* _Written exercise_
Answer these questions from the Shetland filly thread, one line each:
(a) What color did the original poster think the red filly was when registering her, and what did she turn out to be?
(b) Which stallion sired both yearling fillies?
(c) Which show does the original poster expect to be the fillies' first?

* _Text extract_
# Fun Shetland Filly Photos



## alphahorses (May 7, 2007)

I did a rough body clip on the 2 yearling fillies that I will be showing this year and was pretty pleased with what I found under all that thick baby hair!

I thought this was a fun photo of them playing in the field. They don't get to graze often this time of year, and when they do they LOVE to run.







The red filly is *Alpha Farm Magics Lady in Red * (thought she was sorrel when I registered her, then she turned out to be a silver bay!)

The black sabino filly is *Alpha Farms Isnt She Magical*. She's a full sister to Alpha Farms Magical Debut now owned and shown by From the Heart Farm.

Both of these fillies are by Buckeye WCF Classical Magic.

The black and white filly in the front is a young unrelated ASPC/AMHR mare that I may breed this year to a 100% Arenosa ASPC/AMHR stallion. Obviously I have not body clipped her yet!

More photos: (they'll take a few minutes to load)


----------



## crponies (May 7, 2007)

They are beautiful! I love those necks on them!



:


----------



## MissMolly (May 7, 2007)

I LOVE the silver bay! :bgrin


----------



## Leeana (May 7, 2007)

You already know i love both of them!!!

Your going to have to look us up at some shows this year, will you be doing the Ashland show?





Beautiful galls :lol: :aktion033:


----------



## Filipowicz Farm (May 7, 2007)

Beautiful horses.



: :bgrin


----------



## kaykay (May 8, 2007)

just beautiful!!


----------



## mendocinobackofbeyond (May 8, 2007)

Nice. Nice! Always a thrill when you get to see what you actually have...and like it  Ta, Shirlee


----------



## Firefall (May 8, 2007)

Oh my, that Abby is breath taking, so are the others, ya done good!!!!


----------



## alphahorses (May 9, 2007)

Thanks everyone.

Yes, I plan to be at Ashland at least one day. I think Area 2 show the first weekend of June will be their first show. They stand up well at home, we'll see what they do in a new place



:


----------

* _Information supplied_

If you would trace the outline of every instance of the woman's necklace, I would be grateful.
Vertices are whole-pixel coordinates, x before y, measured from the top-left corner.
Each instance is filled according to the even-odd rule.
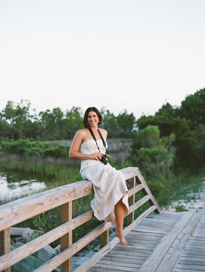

* _Response_
(a) She was thought to be sorrel but turned out to be a silver bay.
(b) Buckeye WCF Classical Magic.
(c) The Area 2 show on the first weekend of June.